### Passage shown
□ □ □ □

Sean Maruyama and Clay Seeber make up the youngest team in the 2nd U.S. Amateur Four-Ball Championship at Winged Foot Golf Club, but the 15-year-old Californians don’t think their youth will hurt them.
“We don’t feel out of place. We feel comfortable,” said Maruyama. “I don’t think we have a disadvantage or anything because of our age.”
It’s not a surprise that Maruyama is at ease. Since he was a little boy, he has been around big-time golf with his father, Shigeki, a three-time winner on the PGA Tour and 10-time Japan Golf Tour winner who tied for fourth in the 2004 U.S. Open.
“I went out on tour quite a bit,” Sean Maruyama said. “It was fun. I got to go on the range and meet all these great people. They were so nice to me, too. When I was 7, at Congressional, I met Tiger [Woods]. I got to hit his driver, and he was like, ‘Wow.’”
During the 2013 Presidents Cup at Muirfield Village, where Shigeki was an assistant captain for the International team, Sean spent the competition alongside his dad.

□ □ □ □

### Exercises
1 – Answer these questions from the passage on the young Four-Ball team:
(a) How old are Sean Maruyama and Clay Seeber?
(b) How many times has Shigeki Maruyama won on the PGA Tour?
(c) At which event was Shigeki an assistant captain for the International team?
2 – Write out the passage on the young Four-Ball team from "Sean Maruyama and" up to and including "2004 U.S. Open.", keeping every word the same.

□ □ □ □

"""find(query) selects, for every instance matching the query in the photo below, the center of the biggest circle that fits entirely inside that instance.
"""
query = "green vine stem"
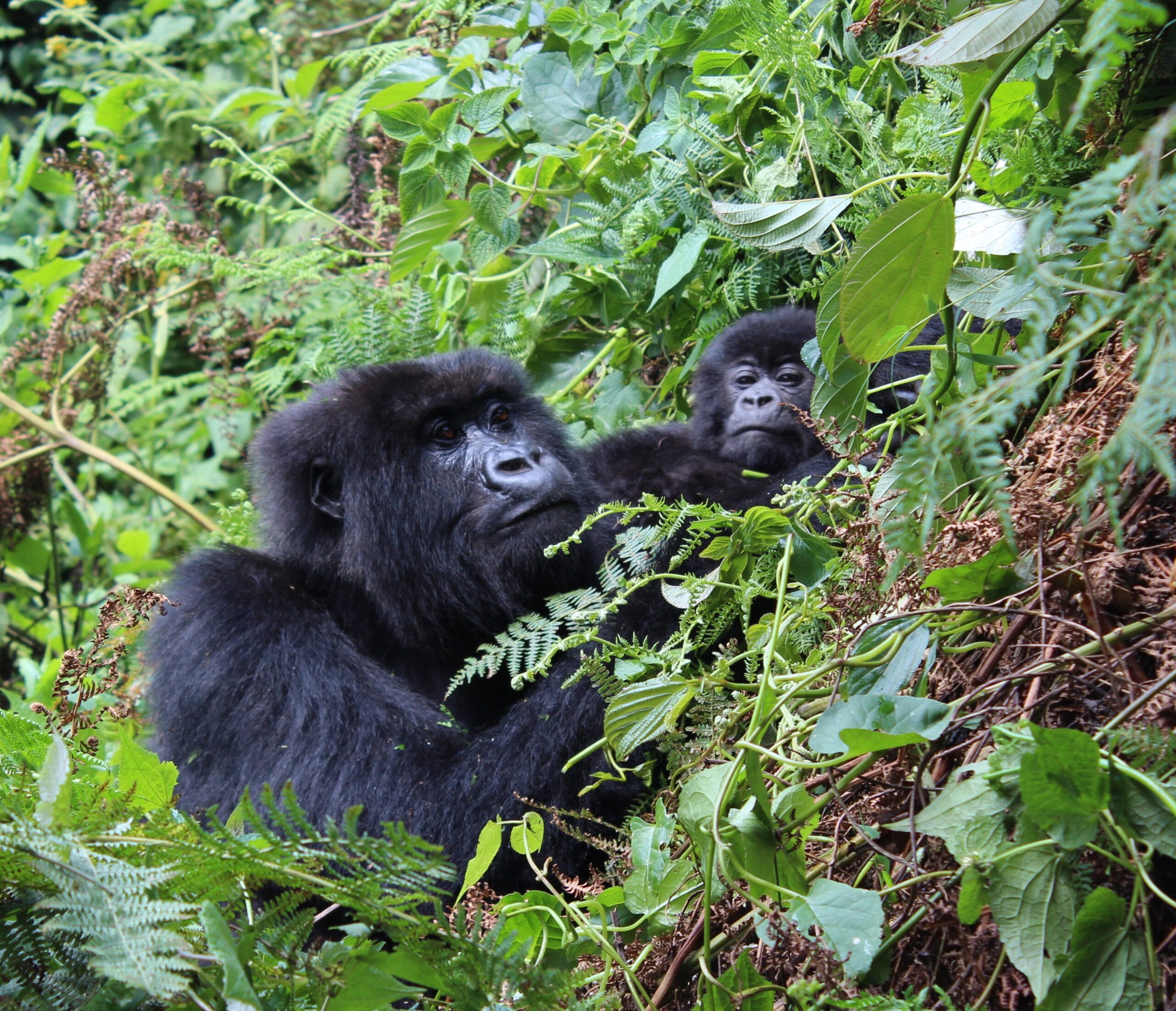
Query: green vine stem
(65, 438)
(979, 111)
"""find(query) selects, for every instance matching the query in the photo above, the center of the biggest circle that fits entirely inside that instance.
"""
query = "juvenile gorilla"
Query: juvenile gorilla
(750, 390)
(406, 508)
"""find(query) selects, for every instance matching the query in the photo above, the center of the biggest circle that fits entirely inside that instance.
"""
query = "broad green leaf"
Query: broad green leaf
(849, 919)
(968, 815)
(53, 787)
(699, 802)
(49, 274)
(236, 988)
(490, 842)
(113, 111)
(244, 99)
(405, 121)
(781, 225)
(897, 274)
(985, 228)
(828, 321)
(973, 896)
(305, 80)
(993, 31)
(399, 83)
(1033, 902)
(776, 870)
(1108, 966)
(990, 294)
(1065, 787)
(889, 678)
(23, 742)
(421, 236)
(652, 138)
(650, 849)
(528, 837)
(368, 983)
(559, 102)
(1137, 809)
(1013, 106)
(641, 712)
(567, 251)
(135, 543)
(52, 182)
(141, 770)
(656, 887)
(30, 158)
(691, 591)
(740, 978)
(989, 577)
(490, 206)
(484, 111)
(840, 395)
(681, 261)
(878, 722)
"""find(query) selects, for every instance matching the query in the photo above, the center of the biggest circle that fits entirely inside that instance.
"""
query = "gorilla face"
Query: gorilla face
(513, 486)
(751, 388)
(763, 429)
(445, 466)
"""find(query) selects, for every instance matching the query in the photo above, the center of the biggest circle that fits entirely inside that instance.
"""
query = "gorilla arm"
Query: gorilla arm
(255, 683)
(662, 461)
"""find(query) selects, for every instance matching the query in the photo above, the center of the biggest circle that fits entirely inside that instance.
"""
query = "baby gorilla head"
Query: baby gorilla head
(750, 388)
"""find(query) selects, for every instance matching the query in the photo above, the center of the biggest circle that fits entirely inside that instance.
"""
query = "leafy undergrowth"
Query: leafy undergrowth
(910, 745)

□ □ □ □

### Answers in order
1 –
(a) They are 15 years old.
(b) He has won three times on the PGA Tour.
(c) He was an assistant captain at the 2013 Presidents Cup at Muirfield Village.

2 –
Sean Maruyama and Clay Seeber make up the youngest team in the 2nd U.S. Amateur Four-Ball Championship at Winged Foot Golf Club, but the 15-year-old Californians don’t think their youth will hurt them.
“We don’t feel out of place. We feel comfortable,” said Maruyama. “I don’t think we have a disadvantage or anything because of our age.”
It’s not a surprise that Maruyama is at ease. Since he was a little boy, he has been around big-time golf with his father, Shigeki, a three-time winner on the PGA Tour and 10-time Japan Golf Tour winner who tied for fourth in the 2004 U.S. Open.